» **DATASET EXTRACT**:

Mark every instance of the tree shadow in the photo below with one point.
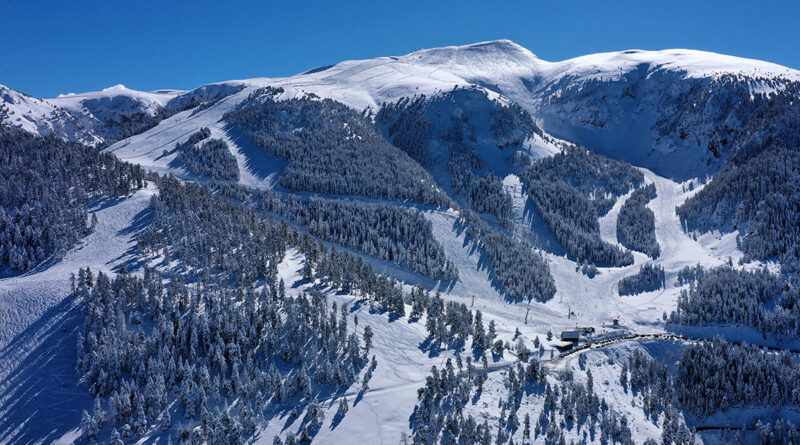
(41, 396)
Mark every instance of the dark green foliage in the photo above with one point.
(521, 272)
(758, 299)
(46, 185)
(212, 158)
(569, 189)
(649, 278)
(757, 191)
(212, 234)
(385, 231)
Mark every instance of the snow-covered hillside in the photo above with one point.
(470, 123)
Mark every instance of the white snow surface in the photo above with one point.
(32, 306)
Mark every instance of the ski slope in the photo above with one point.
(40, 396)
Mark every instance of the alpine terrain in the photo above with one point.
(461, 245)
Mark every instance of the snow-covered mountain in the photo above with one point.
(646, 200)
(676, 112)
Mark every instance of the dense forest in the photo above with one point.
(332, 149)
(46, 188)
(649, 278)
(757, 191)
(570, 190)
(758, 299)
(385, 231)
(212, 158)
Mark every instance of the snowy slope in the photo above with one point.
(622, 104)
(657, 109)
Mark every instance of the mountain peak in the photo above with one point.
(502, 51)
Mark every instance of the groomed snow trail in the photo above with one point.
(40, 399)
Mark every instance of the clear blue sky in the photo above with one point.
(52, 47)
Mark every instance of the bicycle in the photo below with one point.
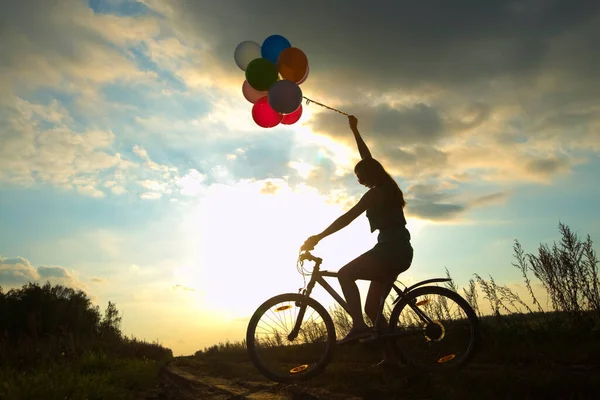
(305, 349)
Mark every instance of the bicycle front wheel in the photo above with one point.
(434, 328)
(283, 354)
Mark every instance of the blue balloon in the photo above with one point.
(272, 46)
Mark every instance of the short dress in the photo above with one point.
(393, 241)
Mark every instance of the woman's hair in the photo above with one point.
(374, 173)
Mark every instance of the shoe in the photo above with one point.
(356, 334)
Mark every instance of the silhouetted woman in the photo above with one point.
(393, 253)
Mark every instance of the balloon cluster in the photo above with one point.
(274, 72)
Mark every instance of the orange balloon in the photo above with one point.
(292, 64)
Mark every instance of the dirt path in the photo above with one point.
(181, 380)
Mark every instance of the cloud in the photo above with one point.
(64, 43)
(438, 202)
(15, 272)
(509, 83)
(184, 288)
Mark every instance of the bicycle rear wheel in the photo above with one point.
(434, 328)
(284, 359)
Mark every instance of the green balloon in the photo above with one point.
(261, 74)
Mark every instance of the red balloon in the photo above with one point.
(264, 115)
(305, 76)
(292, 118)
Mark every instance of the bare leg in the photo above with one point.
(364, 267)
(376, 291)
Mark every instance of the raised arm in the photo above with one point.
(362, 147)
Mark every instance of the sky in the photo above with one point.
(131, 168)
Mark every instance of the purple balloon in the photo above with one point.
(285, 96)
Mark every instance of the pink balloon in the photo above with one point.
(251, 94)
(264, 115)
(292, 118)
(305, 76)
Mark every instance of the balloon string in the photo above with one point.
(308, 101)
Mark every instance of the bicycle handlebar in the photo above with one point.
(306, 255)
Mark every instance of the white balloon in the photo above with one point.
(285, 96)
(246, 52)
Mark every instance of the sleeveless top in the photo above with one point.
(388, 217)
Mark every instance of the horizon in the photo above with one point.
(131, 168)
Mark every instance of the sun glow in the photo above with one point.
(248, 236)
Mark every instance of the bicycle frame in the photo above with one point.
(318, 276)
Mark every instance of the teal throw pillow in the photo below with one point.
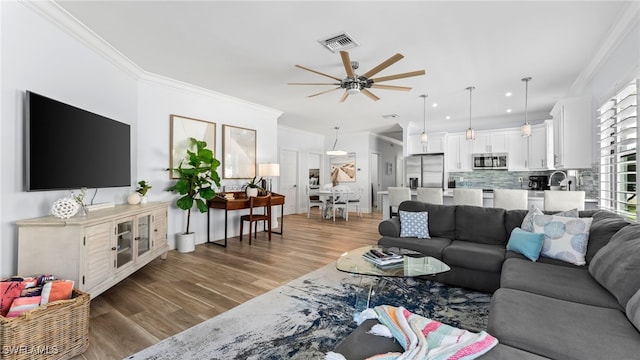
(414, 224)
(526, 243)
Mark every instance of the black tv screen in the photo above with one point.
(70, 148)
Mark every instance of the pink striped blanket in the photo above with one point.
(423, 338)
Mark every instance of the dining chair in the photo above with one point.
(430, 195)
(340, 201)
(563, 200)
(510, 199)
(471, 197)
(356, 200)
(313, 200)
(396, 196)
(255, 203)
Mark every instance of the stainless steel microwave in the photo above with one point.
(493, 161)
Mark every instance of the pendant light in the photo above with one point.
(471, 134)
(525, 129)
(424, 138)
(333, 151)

» **WHAT THE TASK ASKS**:
Exact copy, no pictures: write out all the records above.

» **OUTPUT FOR THIS EXERCISE**:
Mark every instance of the tree shadow in the photo below with one point.
(41, 396)
Mark every instance of the dark green foliage in the photo above with one point.
(521, 272)
(758, 299)
(46, 185)
(212, 158)
(569, 189)
(649, 278)
(757, 191)
(212, 234)
(385, 231)
Mark every instance of the snow-covered hillside in the photo above with one point.
(470, 123)
Mark every instance of the white snow surface in the photo above with one point.
(32, 306)
Mark every instance of the ski slope in the photo above with one point.
(40, 396)
Mark every instance of the alpine terrain in the photo above with one point.
(461, 245)
Mark every instance of the snow-covered mountain in the photo above with one point.
(646, 200)
(676, 112)
Mark every instance of the dense forest in the photo above with one point.
(332, 149)
(46, 188)
(649, 278)
(757, 191)
(570, 190)
(758, 299)
(385, 231)
(212, 158)
Mark every instance of the snowy slope in the photo above with one point.
(622, 104)
(657, 109)
Mark every instance of the mountain peak in the photo above with one point.
(502, 51)
Mark every instance of the groomed snow trail in the photo above with one point.
(40, 399)
Mark every instance of the clear blue sky in the photo above with one point.
(52, 47)
Mark every instance of the bicycle in the photo below with one point.
(305, 349)
Mark every instance of the bicycle front wheel in the photo above with one point.
(434, 328)
(283, 354)
Mark every instance of the blue balloon in the photo above with one point.
(272, 46)
Mark every instance of the short dress in the photo above with one point.
(393, 241)
Mark every instance of the woman's hair in the photo above with one point.
(374, 173)
Mark every instance of the shoe in the photo above with one point.
(356, 334)
Mark every instance of the silhouetted woman in the photo above with one point.
(393, 253)
Mark every instance of the balloon cluster in the photo above with one point.
(274, 72)
Mark every instance of the orange balloon in the photo above with one point.
(292, 64)
Mark every instance of the dirt path in the photo above with one point.
(181, 380)
Mark every instance of the cloud in the photo above with one point.
(64, 43)
(438, 202)
(15, 272)
(509, 83)
(184, 288)
Mark every instance of the bicycle rear wheel in the photo above with one point.
(434, 328)
(284, 359)
Mark every instance of the green balloon in the photo above with one point.
(261, 74)
Mark every instance of the red balloon in the photo above with one point.
(264, 115)
(305, 76)
(292, 118)
Mark every instance of the bare leg in the photo above with one point.
(364, 267)
(376, 291)
Mark every instance of the raised arm in the photo above with one point.
(362, 147)
Mark every instance of the sky in the photo above with one point.
(131, 168)
Mark every instance of the purple balloon in the photo above with one point.
(285, 96)
Mark every instance of the pink balloon in the photo above with one point.
(251, 94)
(264, 115)
(292, 118)
(305, 76)
Mark every instance of the balloon string in the photo above with one point.
(308, 101)
Mark every instance of the bicycle handlebar in the photo above with one point.
(306, 255)
Mark every instance of the white balloon in the photo above with one point.
(285, 96)
(246, 52)
Mark every instance of the sleeveless top in the photo above with one point.
(388, 217)
Mark every instance of the horizon in the photo above with one point.
(131, 168)
Mark every instance of the sun glow in the photo above with one point.
(248, 236)
Mark every instance of the bicycle frame in the photo above with one point.
(318, 276)
Mark every instance of the teal throw pillow in the photo below with one point.
(414, 224)
(526, 243)
Mark every instance of the black tv screen in the photo above with one point.
(70, 148)
Mark every instance of the pink striped blanket in the photo above with one point.
(423, 338)
Mark every instance of the dining chair in the photo above with one point.
(430, 195)
(340, 201)
(563, 200)
(510, 199)
(471, 197)
(356, 200)
(313, 200)
(396, 196)
(255, 203)
Mark every instance of the stainless steel microwave in the photo above with one point.
(493, 161)
Mark every instance of the pendant light in the photo above with one point.
(471, 134)
(525, 129)
(424, 138)
(333, 151)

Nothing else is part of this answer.